__Supplied passage__
···

On Wednesday, Germany’s highest court ruled for a legislation that will legally recognise a third sex. What does the new legislation mean for intersex people, what issues are we fighting and will the UK follow suit?
The constitutional court Karlsruhe decided that, by the end of 2018, legislators must pass a new regulation to open gender markers for all and to offer a third gender option in birth registers for babies who are born intersex, which means their bodily characteristics do not match strict medical definitions of male or female.
The ruling is the result of an appeal brought by an intersex person, registered as female, whose chromosome test confirmed ‘she’ was neither sex, the BBC reports. By many activist-groups the decision is seen as the ultimate step – after it had already become legal to choose an option ‘x’ for an intersex child on the birth certificate in Germany in 2013.
What exactly does the new legislation mean for intersex kids?
The Voice of London spoke to Holly Greenberry, from IntersexUK, who explains: “We think Germany got their 2013 legislation wrong. IntersexUK does not agree that assigning ‘x’ sex markers is right for infants which show an intersex variation at birth. Currently, German Doctors still have the right to state whether a person is intersex or not, which is problematic for an intersex person who is, for example, marked as ‘m’ when they are in fact ‘f’.”

···

__Work to complete__
A: Write out the part of the article on Germany's third-sex ruling starting at "On Wednesday, Germany’s" and ending at "male or female.", word for word.
B: In the article on Germany's third-sex ruling, by when must legislators pass the new regulation?
C: Pick up the article on Germany's third-sex ruling after its last sentence and keep writing it.

__Source data__
···

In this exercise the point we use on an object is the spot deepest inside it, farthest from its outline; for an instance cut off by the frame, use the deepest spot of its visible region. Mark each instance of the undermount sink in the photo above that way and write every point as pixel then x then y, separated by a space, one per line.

···

__Your responses__
A:
On Wednesday, Germany’s highest court ruled for a legislation that will legally recognise a third sex. What does the new legislation mean for intersex people, what issues are we fighting and will the UK follow suit?
The constitutional court Karlsruhe decided that, by the end of 2018, legislators must pass a new regulation to open gender markers for all and to offer a third gender option in birth registers for babies who are born intersex, which means their bodily characteristics do not match strict medical definitions of male or female.

B: By the end of 2018.

C:
This will be changed by the 2018 legislation, which will give every person the right to alter their ID birth record. How exactly this will be done is unknown at this stage.
So, “it’s about a poorly legislated law being utilised usefully not just for those born after November 2013, but for those intersex youths and adults that may wish for an ‘x’ or an open sex marker.”
“(The new legislation) does not mean that intersex children should be assigned a third sex, which they currently are, if they are born after November 2013,” Greenberry adds.
In the UK, it is not allowed to tick an ‘x’ box. In fact, in England and Wales parents have 42 days to decide whether their child is legally a boy or a girl, even if it is born with sex characteristics that visibly variate from the ‘norm’ (such as ambiguous genitalia.) In Scotland, it is only 21 days before a parent must assign one of the two sexes to their child.
What is the real issue behind not having a third sex marker?
The issue behind allocating one sex to an intersex child is that, in the UK, many of these children still undergo surgery soon after birth in an effort to ‘normalise’ them, despite the fact that these interventions are often not emergency-driven, irreversible and can severely impede fertility, according to Amnesty International.
“We should not confuse intersex issues with gender identity issues. Intersex issues are fundamental human rights issues.” As part of intersexUK, Holly Greenberry’s focus is to preserve the right to bodily integrity, self-autonomy and appropriate healthcare.
Only last year, an NGO report on ‘the United Kingdom on the Convention of the Rights of the Child (CRC)’ was filed by activist organisations addressing questions regarding intersex genital mutilations. However, the UK government denied all allegations.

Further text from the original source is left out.